Supplied records:

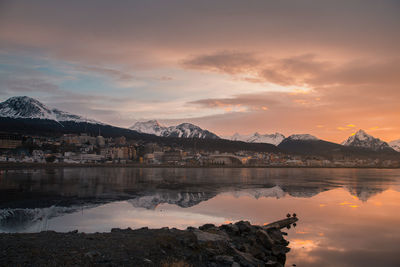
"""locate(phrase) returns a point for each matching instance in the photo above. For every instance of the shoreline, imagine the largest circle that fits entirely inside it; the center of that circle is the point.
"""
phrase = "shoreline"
(16, 166)
(239, 244)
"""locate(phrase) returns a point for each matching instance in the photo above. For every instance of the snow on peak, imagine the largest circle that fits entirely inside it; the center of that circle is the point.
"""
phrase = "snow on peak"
(183, 130)
(303, 137)
(149, 127)
(274, 139)
(362, 139)
(395, 144)
(29, 108)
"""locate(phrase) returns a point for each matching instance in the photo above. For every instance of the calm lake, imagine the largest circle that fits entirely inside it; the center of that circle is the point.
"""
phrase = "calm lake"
(348, 217)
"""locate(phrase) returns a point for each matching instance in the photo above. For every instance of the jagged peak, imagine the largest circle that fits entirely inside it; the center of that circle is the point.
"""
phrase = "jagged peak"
(307, 137)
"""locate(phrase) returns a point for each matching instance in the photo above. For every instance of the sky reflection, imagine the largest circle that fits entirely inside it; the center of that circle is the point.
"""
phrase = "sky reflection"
(347, 217)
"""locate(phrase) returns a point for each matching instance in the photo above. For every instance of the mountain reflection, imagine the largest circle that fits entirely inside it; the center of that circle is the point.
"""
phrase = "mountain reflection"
(29, 196)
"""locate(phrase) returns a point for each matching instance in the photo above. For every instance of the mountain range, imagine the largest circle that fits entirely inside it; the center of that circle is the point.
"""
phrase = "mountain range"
(27, 115)
(23, 107)
(274, 139)
(183, 130)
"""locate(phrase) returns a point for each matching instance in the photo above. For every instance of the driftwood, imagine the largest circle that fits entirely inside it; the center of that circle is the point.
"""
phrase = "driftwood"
(282, 223)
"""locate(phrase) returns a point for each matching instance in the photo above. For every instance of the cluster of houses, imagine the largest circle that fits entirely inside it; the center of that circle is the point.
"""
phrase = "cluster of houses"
(83, 148)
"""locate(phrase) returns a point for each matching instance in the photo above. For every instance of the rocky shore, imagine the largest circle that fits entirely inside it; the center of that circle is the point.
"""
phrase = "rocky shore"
(239, 244)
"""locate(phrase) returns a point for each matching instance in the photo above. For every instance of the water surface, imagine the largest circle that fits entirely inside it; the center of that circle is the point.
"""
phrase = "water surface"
(348, 217)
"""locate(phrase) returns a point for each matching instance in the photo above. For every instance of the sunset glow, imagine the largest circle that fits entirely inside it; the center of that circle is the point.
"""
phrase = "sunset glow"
(228, 67)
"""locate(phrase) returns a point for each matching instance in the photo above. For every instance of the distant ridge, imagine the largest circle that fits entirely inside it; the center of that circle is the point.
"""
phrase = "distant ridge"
(24, 107)
(274, 139)
(364, 140)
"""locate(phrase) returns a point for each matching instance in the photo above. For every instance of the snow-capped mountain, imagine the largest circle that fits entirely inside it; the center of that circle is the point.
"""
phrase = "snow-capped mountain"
(395, 145)
(274, 139)
(23, 107)
(183, 130)
(364, 140)
(302, 137)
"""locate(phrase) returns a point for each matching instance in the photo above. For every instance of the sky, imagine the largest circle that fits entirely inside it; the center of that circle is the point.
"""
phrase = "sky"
(327, 68)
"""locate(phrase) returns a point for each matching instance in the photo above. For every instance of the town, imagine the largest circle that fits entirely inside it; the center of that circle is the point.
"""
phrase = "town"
(85, 149)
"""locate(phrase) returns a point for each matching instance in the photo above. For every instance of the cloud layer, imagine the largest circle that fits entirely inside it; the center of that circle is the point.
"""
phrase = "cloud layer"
(231, 66)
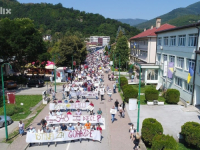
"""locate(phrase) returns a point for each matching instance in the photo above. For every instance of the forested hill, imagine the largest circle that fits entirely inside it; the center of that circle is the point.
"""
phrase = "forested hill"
(50, 18)
(175, 16)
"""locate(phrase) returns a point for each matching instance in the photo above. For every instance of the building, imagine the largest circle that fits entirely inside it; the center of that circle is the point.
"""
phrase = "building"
(101, 40)
(177, 53)
(143, 51)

What to produce: Can you return every one of the lines above verbatim, leaving the pictures out?

Reply to the exercise:
"""locate(phrase) returns a point for each matching instance in the photo above. For every instance of the shoreline, imagine the largest circle that fits entirely inside it; the center of that circle is the point.
"""
phrase = "shoreline"
(16, 166)
(239, 244)
"""locate(phrase) returns a point for each matching instance in the photo above. For every instance of the snow on peak, imagine the largest circle that fits entirely inside it; the center of that circle is the point.
"""
phrase = "snow on peak"
(183, 130)
(303, 137)
(149, 127)
(274, 139)
(362, 139)
(395, 144)
(29, 108)
"""locate(phrase) returns a point for each matching instance in the photo above. For every instance of the calm lake, imagine the largest circle that fits entirely inside it; the center of that circle is the point.
"""
phrase = "calm lake"
(348, 217)
"""locate(phrase) returns a point for each matching instance in the photo above. For every instance of the jagged peak, imagine the largest circle that fits entirely inside it; the center of that circle is the point.
"""
phrase = "jagged peak"
(307, 137)
"""locate(phrase) returns a point for each matching instance in the photo above. For every instance of the sky reflection, imagine the largest circle that fits entirely inside it; the center of that circle is the point.
"""
phrase = "sky reflection"
(347, 217)
"""locate(phrase) returns a point for each matching instance in the photo above. For every instance of the mountain reflection, imagine the largest circle that fits entirely inside it; the center of that circle is the point.
"""
phrase = "mountain reflection"
(29, 196)
"""locate(phrase) returns a point for each matching instance in the photo above. For every instance of the mountain range, imagine the largest circle that fits entirely inside it; the center of that circle is the point.
"""
phrase = "mountain range"
(27, 115)
(23, 107)
(274, 139)
(183, 130)
"""locate(phrase) returns a point for each matching instance in the photo above. For every instance of the driftwood, imagine the largest circle that fits entirely inside it; the center of that circle is the point.
"""
phrase = "driftwood"
(282, 223)
"""locate(phrase) returns a point for each matching instance in the photo above. For every instance of the cluster of houses, imagine the largest circle that fits entirely inside it; the center of that circle is the point.
"""
phrase = "cluster of houses"
(83, 148)
"""locate(phrase) returns a point for each matching instance in the photo above. For every instance of the rocky shore, imagine the largest circle that fits entirely inside it; the center of that circle is the point.
"""
phrase = "rocky shore"
(239, 244)
"""locate(phrase) returns a point for each matching instance in the photo above. For every instance of the water surface, imagine the largest circle that fits entirely inside it; the center of that circle is the point.
"""
phrase = "water surface"
(348, 217)
"""locate(phrase) returns a point for each matching instance in the photo above. For every instance of the sunset glow, imagine the largest circle that fits entirely inside it; the center of that circle is the point.
"""
phrase = "sunset glow"
(228, 67)
"""locate(phrase) returns a point for each matching instance in the photo above. For every instance of the distant ridge, imagine the largest circle that fits entirely inside it; the center of that circle is the point.
"""
phrase = "distant ridge"
(24, 107)
(274, 139)
(364, 140)
"""locate(phrase) returns a point for each matching instance in the photo above. For every instance of the snow-capped mountain, imagine the largest circle that fits entirely inside it; the center of that circle is the point.
"""
phrase = "snow-capped mountain"
(395, 145)
(274, 139)
(23, 107)
(183, 130)
(364, 140)
(302, 137)
"""locate(phrase) returns a point for each matching instance in the photo above. For every instance of the sky, imagine the largest circle that fits entirely inside it; the center of that circle is the point.
"""
phrase = "sky"
(327, 68)
"""locate(phrase) returns a point for each matching instance in the photo above. For every instance of the town, imagine the largest circle that fits entirely inside it; the center of that circle is the point.
"""
phrase = "town"
(85, 149)
"""locate(phrase) returns a point for each matching instance in the photo above. For every instance of the cloud layer, imagine the largest circle that fits entirely inside it; the center of that circle is the point.
"""
phrase = "cloud layer"
(231, 66)
"""locate(phrase) returns a point for each matching instance in the photo above. For every instance of the forested hill, imagine the largest circle that fits entirely inside it; the center of that circle is the point.
"""
phrase = "forested hill"
(50, 18)
(175, 16)
"""locate(phrase) returns a point for each matching instance in the photo above. For every instance of the building, imagine the largest circle that fits entirely inside it; the center of that circle is the point.
"""
phrase = "building"
(101, 40)
(177, 53)
(143, 51)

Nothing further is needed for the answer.